Textauszug

__________________________________________________

Absturz sorgt für Flugverbot

Der Selbstmord eines Piloten hat politische Folgen. Für Privatflugzeuge soll der Himmel über Berlins Mitte tabu sein. Die Union fordert sogar Bundeswehrraketen zum Schutz

BERLIN taz ■ Zwei Tage nach dem Absturz eines Leichtflugzeugs zwischen Reichstag und Kanzleramt hat die Bundesregierung erste Konsequenzen gezogen: Der Luftraum über dem Zentrum Berlins wird schnellstmöglich für Privat- und Hobbyflieger gesperrt. Das teilte Verkehrsminister Manfred Stolpe gestern nach einem Gespräch mit Berlins Innensenator Ehrhart Körting mit. Das Gebiet soll in dieser Woche mit dem Senat sowie dem Bundesinnen- und dem Verteidigungsministerium genauer festgelegt werden.

Als weitere mögliche Maßnahmen nannte Stolpe unter anderem einen besseren Schutz von Kleinflughäfen und Landeplätzen gegen unberechtigten Zugang. Zudem werde darüber nachgedacht, die Ausrüstung mit Transpondern, die den Radarstrahl reflektieren, auch für kleinere Flugzeuge zur Pflicht zu machen, damit sie auf dem Radarschirm erkennbar sind.

__________________________________________________

Datenauszug
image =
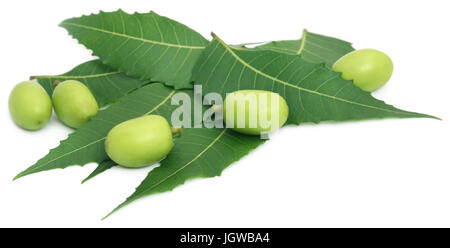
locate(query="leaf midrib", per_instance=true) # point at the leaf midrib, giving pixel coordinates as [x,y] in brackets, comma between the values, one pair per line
[79,76]
[26,172]
[132,37]
[130,199]
[191,161]
[230,50]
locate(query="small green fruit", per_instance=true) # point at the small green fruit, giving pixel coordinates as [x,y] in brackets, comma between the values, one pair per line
[255,111]
[74,103]
[368,68]
[139,142]
[30,106]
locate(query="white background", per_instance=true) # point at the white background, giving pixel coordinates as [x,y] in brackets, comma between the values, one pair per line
[378,173]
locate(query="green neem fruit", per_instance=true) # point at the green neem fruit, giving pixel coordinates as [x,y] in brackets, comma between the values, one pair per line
[368,68]
[254,111]
[30,106]
[74,103]
[139,142]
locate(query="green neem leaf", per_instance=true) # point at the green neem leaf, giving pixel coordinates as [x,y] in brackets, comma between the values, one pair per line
[106,84]
[102,167]
[312,47]
[86,144]
[313,92]
[147,46]
[198,152]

__________________________________________________

Arbeitsauftrag A
Nenne bitte alle Stellen, mit denen das zu sperrende Gebiet laut dem Textauszug in dieser Woche genauer festgelegt werden soll.
Arbeitsauftrag B
Erkläre anhand des Textauszugs, warum die Ausrüstung mit Transpondern auch für kleinere Flugzeuge Pflicht werden könnte.
Arbeitsauftrag C
Stimmen die folgenden Aussagen mit dem Textauszug überein? Antworte jeweils mit Ja oder Nein und belege es mit den entscheidenden Worten des Textes.
(i) Der Luftraum über dem Zentrum Berlins soll für Privatflieger gesperrt werden.
(ii) Das Leichtflugzeug stürzte zwischen Reichstag und Kanzleramt ab.
(iii) Stolpe teilte die Sperrung nach einem Gespräch mit dem Bundesinnenminister mit.
Maßgeblich ist allein der Textauszug.

Lösung A
Der Senat, das Bundesinnenministerium und das Verteidigungsministerium.

Lösung B
Transponder reflektieren den Radarstrahl. Kleinere Flugzeuge sollen damit ausgerüstet werden, damit sie auf dem Radarschirm erkennbar sind.

Lösung C
(i) Ja: „Der Luftraum über dem Zentrum Berlins wird schnellstmöglich für Privat- und Hobbyflieger gesperrt.“
(ii) Ja: „nach dem Absturz eines Leichtflugzeugs zwischen Reichstag und Kanzleramt“
(iii) Nein: „nach einem Gespräch mit Berlins Innensenator Ehrhart Körting“